Dataset items

* * *

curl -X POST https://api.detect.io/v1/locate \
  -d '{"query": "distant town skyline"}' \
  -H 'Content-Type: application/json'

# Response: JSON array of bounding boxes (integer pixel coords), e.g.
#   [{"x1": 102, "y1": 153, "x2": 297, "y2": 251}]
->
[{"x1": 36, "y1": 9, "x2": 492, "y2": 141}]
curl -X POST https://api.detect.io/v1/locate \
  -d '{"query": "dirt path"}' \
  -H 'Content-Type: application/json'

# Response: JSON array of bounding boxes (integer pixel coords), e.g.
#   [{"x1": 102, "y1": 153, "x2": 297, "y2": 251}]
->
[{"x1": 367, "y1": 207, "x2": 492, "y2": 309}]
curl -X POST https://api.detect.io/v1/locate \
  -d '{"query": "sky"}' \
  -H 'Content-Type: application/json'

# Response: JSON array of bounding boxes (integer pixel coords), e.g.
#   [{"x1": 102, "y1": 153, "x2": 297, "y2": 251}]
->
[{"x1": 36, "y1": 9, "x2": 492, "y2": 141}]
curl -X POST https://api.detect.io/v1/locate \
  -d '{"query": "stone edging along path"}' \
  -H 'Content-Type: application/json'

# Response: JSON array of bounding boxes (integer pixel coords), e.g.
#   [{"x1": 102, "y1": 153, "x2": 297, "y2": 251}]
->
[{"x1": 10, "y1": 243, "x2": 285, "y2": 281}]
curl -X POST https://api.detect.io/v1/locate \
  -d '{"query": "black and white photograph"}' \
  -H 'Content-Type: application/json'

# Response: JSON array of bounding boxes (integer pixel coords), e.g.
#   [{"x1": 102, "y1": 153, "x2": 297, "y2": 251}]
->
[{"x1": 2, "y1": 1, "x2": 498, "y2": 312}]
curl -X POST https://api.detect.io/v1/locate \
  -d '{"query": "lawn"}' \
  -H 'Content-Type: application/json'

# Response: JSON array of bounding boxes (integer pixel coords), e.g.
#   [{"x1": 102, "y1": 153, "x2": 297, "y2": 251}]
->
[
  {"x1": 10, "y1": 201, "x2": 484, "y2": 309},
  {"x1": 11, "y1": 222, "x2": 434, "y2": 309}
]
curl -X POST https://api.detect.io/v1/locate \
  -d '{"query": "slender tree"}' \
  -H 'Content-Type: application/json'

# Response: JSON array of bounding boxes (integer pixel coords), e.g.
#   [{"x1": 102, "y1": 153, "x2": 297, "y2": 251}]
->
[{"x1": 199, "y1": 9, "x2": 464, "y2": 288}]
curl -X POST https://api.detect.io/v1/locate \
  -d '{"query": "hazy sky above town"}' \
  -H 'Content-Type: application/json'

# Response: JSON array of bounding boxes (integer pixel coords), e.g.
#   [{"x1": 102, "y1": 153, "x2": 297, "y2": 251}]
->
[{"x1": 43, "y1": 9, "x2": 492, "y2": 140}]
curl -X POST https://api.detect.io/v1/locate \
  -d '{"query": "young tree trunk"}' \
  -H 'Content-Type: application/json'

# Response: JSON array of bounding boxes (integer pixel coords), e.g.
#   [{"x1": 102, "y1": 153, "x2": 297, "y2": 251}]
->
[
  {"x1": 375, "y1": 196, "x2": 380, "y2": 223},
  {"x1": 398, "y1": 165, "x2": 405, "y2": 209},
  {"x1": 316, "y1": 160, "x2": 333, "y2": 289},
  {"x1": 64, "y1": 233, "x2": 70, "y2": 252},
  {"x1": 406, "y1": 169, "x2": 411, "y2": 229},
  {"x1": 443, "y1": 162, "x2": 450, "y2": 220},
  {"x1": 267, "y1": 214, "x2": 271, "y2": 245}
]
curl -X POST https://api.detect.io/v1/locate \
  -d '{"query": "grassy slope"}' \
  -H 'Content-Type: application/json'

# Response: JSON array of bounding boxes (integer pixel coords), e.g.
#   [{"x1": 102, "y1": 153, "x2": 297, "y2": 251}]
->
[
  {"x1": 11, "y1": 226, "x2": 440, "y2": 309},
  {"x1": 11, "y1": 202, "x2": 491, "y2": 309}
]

* * *

- _WORK INSTRUCTIONS_:
Reproduce the material above, every line of it, exactly.

- _ANSWER TO THIS TASK_:
curl -X POST https://api.detect.io/v1/locate \
  -d '{"query": "distant town skyline"}' \
  -H 'Content-Type: application/json'

# Response: JSON array of bounding boxes (integer pixel coords), e.g.
#   [{"x1": 102, "y1": 153, "x2": 297, "y2": 251}]
->
[{"x1": 36, "y1": 9, "x2": 492, "y2": 141}]
curl -X POST https://api.detect.io/v1/locate \
  -d '{"query": "dirt path"}' \
  -H 'Content-Type: application/json'

# Response: JSON array of bounding boxes (integer pixel coords), e.g.
#   [{"x1": 102, "y1": 153, "x2": 297, "y2": 251}]
->
[{"x1": 367, "y1": 207, "x2": 492, "y2": 309}]
curl -X POST https://api.detect.io/v1/locate \
  -d '{"query": "sky"}' \
  -H 'Content-Type: application/json'

# Response: JSON array of bounding boxes (integer pixel coords), e.g.
#   [{"x1": 102, "y1": 153, "x2": 297, "y2": 251}]
->
[{"x1": 36, "y1": 9, "x2": 492, "y2": 141}]
curl -X POST https://api.detect.io/v1/locate \
  -d '{"query": "stone edging along path"}' \
  -H 'Content-Type: application/json'

# Response: JSON array of bounding boxes (integer pixel coords), e.g.
#   [{"x1": 102, "y1": 153, "x2": 297, "y2": 251}]
->
[{"x1": 10, "y1": 243, "x2": 285, "y2": 281}]
curl -X POST https://api.detect.io/v1/locate \
  -d '{"query": "black and white photograph"}' \
  -H 'Content-Type: application/json'

# Response: JSON array of bounding boxes (integer pixel coords), e.g.
#   [{"x1": 102, "y1": 153, "x2": 297, "y2": 251}]
->
[{"x1": 2, "y1": 1, "x2": 498, "y2": 312}]
curl -X POST https://api.detect.io/v1/locate \
  -d '{"query": "lawn"}' \
  -H 'Content-Type: application/json'

# Response: JSON array of bounding boxes (integer pixel coords), e.g.
#   [{"x1": 102, "y1": 153, "x2": 297, "y2": 251}]
->
[
  {"x1": 10, "y1": 201, "x2": 484, "y2": 309},
  {"x1": 11, "y1": 222, "x2": 434, "y2": 309}
]
curl -X POST https://api.detect.io/v1/locate \
  -d '{"query": "slender tree"}' \
  -H 'Content-Type: application/json'

# Response: JSON array of bounding boxes (integer pixel coords), e.g.
#   [{"x1": 102, "y1": 153, "x2": 297, "y2": 251}]
->
[{"x1": 199, "y1": 9, "x2": 464, "y2": 288}]
curl -X POST https://api.detect.io/v1/locate \
  -d '{"query": "hazy sky above town"}' \
  -H 'Content-Type: application/json'

# Response: JSON array of bounding boxes (integer pixel coords), e.g.
#   [{"x1": 102, "y1": 153, "x2": 297, "y2": 251}]
->
[{"x1": 43, "y1": 9, "x2": 492, "y2": 140}]
curl -X POST https://api.detect.io/v1/locate \
  -d '{"query": "young tree trunk"}' \
  -H 'Content-Type: application/json'

# Response: JSON array of bounding boxes (integer pixel coords), e.g.
#   [{"x1": 102, "y1": 153, "x2": 297, "y2": 251}]
->
[
  {"x1": 375, "y1": 196, "x2": 380, "y2": 223},
  {"x1": 398, "y1": 165, "x2": 405, "y2": 209},
  {"x1": 316, "y1": 160, "x2": 333, "y2": 289},
  {"x1": 64, "y1": 233, "x2": 70, "y2": 252},
  {"x1": 406, "y1": 169, "x2": 411, "y2": 229},
  {"x1": 443, "y1": 162, "x2": 450, "y2": 220},
  {"x1": 267, "y1": 214, "x2": 271, "y2": 245}
]
curl -X POST https://api.detect.io/v1/locate \
  -d '{"query": "grassy slope"}' \
  -H 'Content-Type: application/json'

# Response: JSON array of bounding boxes (integer pixel coords), e.g.
#   [{"x1": 102, "y1": 153, "x2": 297, "y2": 251}]
->
[
  {"x1": 11, "y1": 226, "x2": 440, "y2": 309},
  {"x1": 11, "y1": 202, "x2": 491, "y2": 309}
]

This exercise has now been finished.